Supplied data START
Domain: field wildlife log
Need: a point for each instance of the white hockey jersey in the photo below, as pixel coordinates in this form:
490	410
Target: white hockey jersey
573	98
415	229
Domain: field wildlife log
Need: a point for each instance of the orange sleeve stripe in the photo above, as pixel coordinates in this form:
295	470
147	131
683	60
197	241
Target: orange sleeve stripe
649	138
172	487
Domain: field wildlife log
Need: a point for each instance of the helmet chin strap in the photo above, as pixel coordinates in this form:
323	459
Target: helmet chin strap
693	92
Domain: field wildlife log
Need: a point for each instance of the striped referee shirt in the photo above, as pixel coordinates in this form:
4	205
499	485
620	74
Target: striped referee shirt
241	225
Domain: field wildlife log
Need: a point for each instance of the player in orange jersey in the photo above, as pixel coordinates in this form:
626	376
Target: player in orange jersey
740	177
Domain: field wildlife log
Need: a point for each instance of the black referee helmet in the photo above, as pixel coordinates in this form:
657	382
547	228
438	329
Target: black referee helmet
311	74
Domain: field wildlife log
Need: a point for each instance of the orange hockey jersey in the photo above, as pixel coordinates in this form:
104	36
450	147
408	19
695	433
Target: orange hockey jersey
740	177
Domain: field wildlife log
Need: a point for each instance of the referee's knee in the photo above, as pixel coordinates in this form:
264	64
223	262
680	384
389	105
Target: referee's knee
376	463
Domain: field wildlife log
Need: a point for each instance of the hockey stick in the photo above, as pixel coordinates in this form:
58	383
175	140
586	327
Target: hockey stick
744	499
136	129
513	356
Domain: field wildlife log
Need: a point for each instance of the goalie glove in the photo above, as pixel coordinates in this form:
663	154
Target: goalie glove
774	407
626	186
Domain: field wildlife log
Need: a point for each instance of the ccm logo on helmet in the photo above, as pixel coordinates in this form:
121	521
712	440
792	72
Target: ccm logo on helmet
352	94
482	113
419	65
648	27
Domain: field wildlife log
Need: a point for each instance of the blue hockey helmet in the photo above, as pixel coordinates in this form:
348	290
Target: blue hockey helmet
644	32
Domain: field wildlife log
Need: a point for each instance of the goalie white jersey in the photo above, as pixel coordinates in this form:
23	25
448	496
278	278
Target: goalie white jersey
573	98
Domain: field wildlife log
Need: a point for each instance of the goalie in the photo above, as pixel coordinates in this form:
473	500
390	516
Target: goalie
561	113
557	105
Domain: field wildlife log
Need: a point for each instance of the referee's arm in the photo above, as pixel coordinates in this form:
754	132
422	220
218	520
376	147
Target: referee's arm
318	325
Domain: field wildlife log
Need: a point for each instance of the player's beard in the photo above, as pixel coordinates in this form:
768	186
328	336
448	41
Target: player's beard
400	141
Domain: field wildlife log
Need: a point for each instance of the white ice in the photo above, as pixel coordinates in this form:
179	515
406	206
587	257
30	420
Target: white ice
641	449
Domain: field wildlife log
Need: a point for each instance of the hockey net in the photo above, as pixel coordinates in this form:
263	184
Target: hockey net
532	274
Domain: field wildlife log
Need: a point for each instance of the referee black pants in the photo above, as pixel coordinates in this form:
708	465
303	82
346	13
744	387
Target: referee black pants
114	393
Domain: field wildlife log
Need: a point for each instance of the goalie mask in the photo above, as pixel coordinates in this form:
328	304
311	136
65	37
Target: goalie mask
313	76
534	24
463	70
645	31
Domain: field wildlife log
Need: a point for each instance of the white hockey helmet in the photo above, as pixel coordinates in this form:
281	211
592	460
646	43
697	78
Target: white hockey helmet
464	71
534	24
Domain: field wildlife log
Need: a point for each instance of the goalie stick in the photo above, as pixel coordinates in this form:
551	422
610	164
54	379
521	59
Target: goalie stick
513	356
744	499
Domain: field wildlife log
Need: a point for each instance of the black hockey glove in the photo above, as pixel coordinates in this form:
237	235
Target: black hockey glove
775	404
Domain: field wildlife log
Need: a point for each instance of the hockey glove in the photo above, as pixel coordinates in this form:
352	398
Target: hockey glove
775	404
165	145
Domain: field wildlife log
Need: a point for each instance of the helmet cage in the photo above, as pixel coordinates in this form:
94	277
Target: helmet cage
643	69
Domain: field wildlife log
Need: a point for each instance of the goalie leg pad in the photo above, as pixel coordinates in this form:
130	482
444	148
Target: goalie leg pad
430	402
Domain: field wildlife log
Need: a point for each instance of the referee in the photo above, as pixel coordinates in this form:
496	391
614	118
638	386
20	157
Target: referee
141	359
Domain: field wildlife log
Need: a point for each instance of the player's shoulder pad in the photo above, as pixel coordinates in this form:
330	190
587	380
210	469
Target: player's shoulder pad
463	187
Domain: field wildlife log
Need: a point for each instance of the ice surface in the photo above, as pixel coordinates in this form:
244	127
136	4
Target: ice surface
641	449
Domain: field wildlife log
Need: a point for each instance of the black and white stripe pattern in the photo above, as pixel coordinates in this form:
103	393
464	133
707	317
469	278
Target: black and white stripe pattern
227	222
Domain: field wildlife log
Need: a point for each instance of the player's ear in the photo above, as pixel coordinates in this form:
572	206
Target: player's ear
Supplied data END
* **Exercise aim**:
Reproduce the full set of records precisely.

* **Response below**:
Domain: field wildlife log
Need: a point for each instance of the white hockey jersey in the photo below, as pixel coordinates in this form:
490	410
Target: white hockey jersey
573	98
415	229
Domain: field wildlife log
Need: a point for each instance of the orange sleeve stripe in the photo above, as pixel coordinates in this form:
295	470
147	131
683	60
197	241
Target: orange sleeve stripe
649	138
172	487
Domain: field wildlife log
Need: a point for each instance of the helmet chin strap in the photo above, as pixel coordinates in this form:
323	459
Target: helmet chin strap
693	92
Domain: field wildlife log
Need: a point for each instance of the striped referee shirt in the photo above, as pixel coordinates in this form:
4	205
499	485
620	74
Target: striped referee shirt
241	225
Domain: field wildlife log
Need: a point for each instance of the player in orange jersey in the photo above, as pixel coordinates in this form:
626	376
Target: player in orange jersey
740	177
Domain: field wildlife log
Need: a point for each instance of the black referee helmet in the photo above, as pixel coordinates in this form:
657	382
547	228
438	329
Target: black referee helmet
311	74
Domain: field wildlife log
Need: a point for each instance of the orange hockey jersey in the photo above, as pixel coordinates in this form:
104	36
450	147
408	19
695	433
Target: orange hockey jersey
740	177
Domain: field wildlife log
Need: a point for each instance of the referee's knee in the photo above, as pixel coordinates in this form:
264	64
223	262
680	384
389	105
Target: referee's knee
376	463
Domain: field wildlife log
Need: a point for each instance of the hockey stick in the photo above, as pixel coordinates in this form:
58	383
175	140
586	327
Target: hockey stick
744	499
136	129
513	356
Domain: field wildlife log
Need: a point for each instance of the goalie glove in the photo above, as pixel coordinates in this form:
663	154
Target: goalie glove
774	407
626	186
Domain: field wildlife log
Need: a point for each instance of the ccm logo on helmet in the photo above, as pixel coordinates in this form:
121	521
712	440
792	72
Target: ccm logo on helmet
352	94
482	113
419	65
648	27
Domain: field wildlife log
Need: a point for each instance of the blue hockey helmet in the photo above, as pixel coordinates in this form:
348	290
Target: blue hockey helmet
644	32
Domain: field wildlife log
Need: a point for each instance of the goalie white jersey in the photo above, as pixel coordinates in this form:
23	25
448	496
278	278
Target: goalie white jersey
573	98
Domain: field wildlife log
Need: a point for each instance of the goalie in the photo above, as pixel coordinates in this form:
473	500
390	516
Target: goalie
561	113
557	105
Domain: field wildlife log
Need: a point for each instance of the referee's arm in the photo above, as pixel coordinates in this form:
754	132
422	220
218	520
376	147
Target: referee's arm
318	325
Domain: field wildlife log
Need: a point for each instance of the player's beard in the photo above, as pixel coordinates in this form:
768	186
328	336
448	41
Target: player's beard
400	141
Domain: field wildlife log
Need: a point for each instance of the white ice in the photo above, as pixel coordinates in this form:
179	515
406	206
587	257
30	420
Target: white ice
641	449
Domain: field wildlife log
Need: a point for each instance of the hockey net in the photo above, as pixel coordinates in this form:
263	184
Target: hockey net
532	274
Domain: field wildlife log
Need: a point for each instance of the referee black pants in the photo above, as pixel coordinates in this form:
708	465
303	82
346	13
744	387
Target: referee black pants
114	393
Domain: field wildlife log
Need: a point for each instance of the goalie mask in the photo above, as pixel coordinates in this form:
328	304
311	136
65	37
Target: goalie mask
313	76
534	24
463	70
645	31
Domain: field wildlife log
Need: a point for each instance of the white hockey helmet in the photo above, as pixel coordinates in this form:
281	211
592	460
646	43
697	78
Target: white hockey helmet
464	71
534	24
Domain: field wildlife log
Need: a point for each instance of the goalie stick in the photo above, as pixel coordinates in this form:
551	422
610	164
54	379
521	59
Target: goalie stick
513	356
744	499
Domain: field wildlife log
Need: a point for each instance of the black hockey glove in the photo above, as pixel coordinates in this form:
237	235
Target: black hockey glove
775	404
Domain: field wildlife log
Need: a point for each instance of the hockey glove in the photo above, as pixel coordinates in this form:
352	398
Target: hockey glove
775	404
165	145
Domain: field wildlife log
Need: a point for each instance of the helmet cage in the photo above, as pixel coordinates in this form:
94	277
Target: helmet cage
643	69
Domain: field wildlife log
Need: a point for each instance of the goalie leg pad in the photo above, as pixel coordinates in this form:
130	482
444	148
Target: goalie leg pad
430	402
Domain: field wildlife log
Need: a point for each instance of the referee in the photo above, as pixel coordinates in this form:
496	391
614	118
638	386
20	157
Target: referee
141	359
Domain: field wildlife log
Need: a point for each instance of the player's shoulder pad in the photo above, as pixel coordinates in this form:
330	190
587	380
210	469
Target: player's shoulder pad
463	187
Domain: field wildlife log
Need: a point for each instance of the ice surface in the photo above, as pixel coordinates in this form:
244	127
136	4
Target: ice surface
641	449
Domain: field wildlife log
Need: a point for each instance of the black and white stripe pattern in the photo above, as pixel coordinates in this form:
103	393
464	133
707	317
469	278
Target: black and white stripe pattern
227	222
Domain: field wildlife log
Need: a point for each instance of the player's ear in the photo above, as pixel coordinates in this form:
572	206
Target: player's ear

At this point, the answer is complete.